Stored data entries
________________________________________

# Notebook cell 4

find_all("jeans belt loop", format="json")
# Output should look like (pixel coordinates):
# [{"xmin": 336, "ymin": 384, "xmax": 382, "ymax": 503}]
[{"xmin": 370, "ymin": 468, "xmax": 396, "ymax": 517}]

________________________________________

* _Problem description_
Repeat the records above exactly, from the first line to the last.

* _Solution to the problem_
# Notebook cell 4

find_all("jeans belt loop", format="json")
# Output should look like (pixel coordinates):
# [{"xmin": 336, "ymin": 384, "xmax": 382, "ymax": 503}]
[{"xmin": 370, "ymin": 468, "xmax": 396, "ymax": 517}]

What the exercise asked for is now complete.